━━━ Passage given ━━━
[Sigia-l] Less Spatiality, More Semantics?
Christopher Fahey [askrom]
askROM at graphpaper.com
Tue Mar 25 14:01:19 EST 2003
> In his provocative panel presentation for the fourth IA
> Summit in Portland, "Wayfinding and navigation is digital
> spaces" Andrew Dillon took the field of Information
> Architecture to task for it's fixation on "spatiality" as the
> primary navigation model/metaphor, and suggested that we
> would do well to spend more effort creating navigation systems
> based on the harder, but 'neglected' area of "semantics."
I didn't attend Andrew's panel :( because I assumed (incorrectly?) that
most of us already understand the severe pitfalls of spacial- or
metaphor-based information architectures. The counterexamples in the IA
canon are plentiful: WalMart's famous early site iteration where the
main navigation was a replica of a store floor plan, Microsoft BOB, etc.
━━━ Listing ━━━
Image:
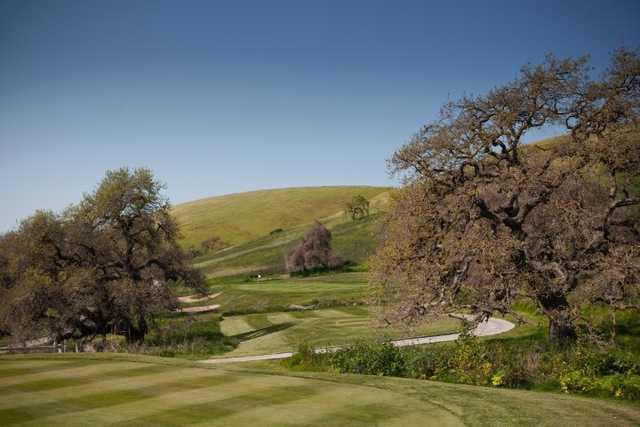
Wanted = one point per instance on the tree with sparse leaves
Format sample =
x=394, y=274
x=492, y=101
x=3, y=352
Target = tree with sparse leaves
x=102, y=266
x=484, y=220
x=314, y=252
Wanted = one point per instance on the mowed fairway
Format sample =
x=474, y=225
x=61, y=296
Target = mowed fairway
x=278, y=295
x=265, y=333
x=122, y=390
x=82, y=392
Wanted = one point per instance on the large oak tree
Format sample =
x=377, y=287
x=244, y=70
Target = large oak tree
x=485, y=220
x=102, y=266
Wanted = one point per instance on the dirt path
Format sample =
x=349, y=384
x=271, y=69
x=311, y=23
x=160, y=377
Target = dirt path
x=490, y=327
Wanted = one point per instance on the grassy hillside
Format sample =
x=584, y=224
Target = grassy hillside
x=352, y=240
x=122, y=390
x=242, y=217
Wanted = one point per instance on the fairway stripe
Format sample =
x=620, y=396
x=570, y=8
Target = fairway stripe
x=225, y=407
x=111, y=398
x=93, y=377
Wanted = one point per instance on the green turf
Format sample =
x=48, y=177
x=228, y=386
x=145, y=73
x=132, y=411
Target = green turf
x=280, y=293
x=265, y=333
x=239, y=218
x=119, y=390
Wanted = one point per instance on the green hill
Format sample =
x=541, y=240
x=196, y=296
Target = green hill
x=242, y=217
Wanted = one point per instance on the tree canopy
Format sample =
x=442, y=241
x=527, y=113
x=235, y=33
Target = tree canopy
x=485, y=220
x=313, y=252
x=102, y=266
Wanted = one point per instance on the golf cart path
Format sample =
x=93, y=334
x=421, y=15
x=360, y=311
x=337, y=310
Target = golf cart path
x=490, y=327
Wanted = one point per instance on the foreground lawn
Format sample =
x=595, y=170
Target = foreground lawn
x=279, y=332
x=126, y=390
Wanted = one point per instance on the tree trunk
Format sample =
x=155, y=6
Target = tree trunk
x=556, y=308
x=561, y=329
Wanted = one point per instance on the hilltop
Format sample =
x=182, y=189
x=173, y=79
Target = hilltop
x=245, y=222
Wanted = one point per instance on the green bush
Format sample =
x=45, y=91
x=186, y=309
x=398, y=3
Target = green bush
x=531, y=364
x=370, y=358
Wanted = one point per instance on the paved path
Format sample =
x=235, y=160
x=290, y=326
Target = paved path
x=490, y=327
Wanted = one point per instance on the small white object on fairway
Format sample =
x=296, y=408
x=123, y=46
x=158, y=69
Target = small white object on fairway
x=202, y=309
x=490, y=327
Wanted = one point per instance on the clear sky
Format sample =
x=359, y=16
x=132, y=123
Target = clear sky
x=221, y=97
━━━
- Exercise instructions:
- a) Reproduce the portion of the post on spatiality that opens with the words containing "I didn't attend" and closes with "Microsoft BOB, etc.".
- b) In the post on spatiality, what reason does the writer give for not attending Andrew Dillon's panel?

- Final results:
- a)
I didn't attend Andrew's panel :( because I assumed (incorrectly?) that
most of us already understand the severe pitfalls of spacial- or
metaphor-based information architectures. The counterexamples in the IA
canon are plentiful: WalMart's famous early site iteration where the
main navigation was a replica of a store floor plan, Microsoft BOB, etc.

- b) The writer skipped the panel on the assumption that most people in the field already understood the severe pitfalls of spatial- or metaphor-based information architectures. The writer also marks this assumption as possibly incorrect.